Exercise aim:
Pick each line that has "gold" out of the records.

Extracted records
··········

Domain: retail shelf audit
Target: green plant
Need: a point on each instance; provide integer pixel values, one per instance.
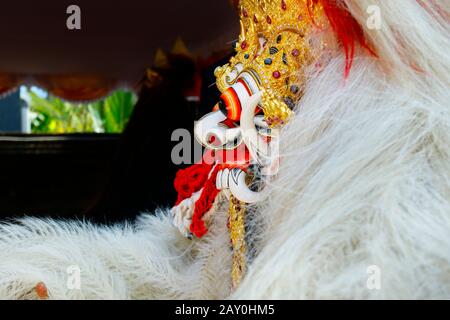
(54, 116)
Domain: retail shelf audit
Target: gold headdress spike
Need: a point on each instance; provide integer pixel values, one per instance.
(274, 45)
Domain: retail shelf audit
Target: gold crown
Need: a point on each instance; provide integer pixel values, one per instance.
(274, 44)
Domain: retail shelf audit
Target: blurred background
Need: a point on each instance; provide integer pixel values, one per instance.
(86, 116)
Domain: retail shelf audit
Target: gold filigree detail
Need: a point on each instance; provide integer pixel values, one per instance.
(274, 45)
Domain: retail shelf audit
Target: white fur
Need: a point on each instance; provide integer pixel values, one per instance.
(364, 181)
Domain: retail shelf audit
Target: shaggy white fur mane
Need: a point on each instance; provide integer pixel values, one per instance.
(364, 181)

··········

Your solution:
Target: gold headdress spike
Target: gold crown
Target: gold filigree detail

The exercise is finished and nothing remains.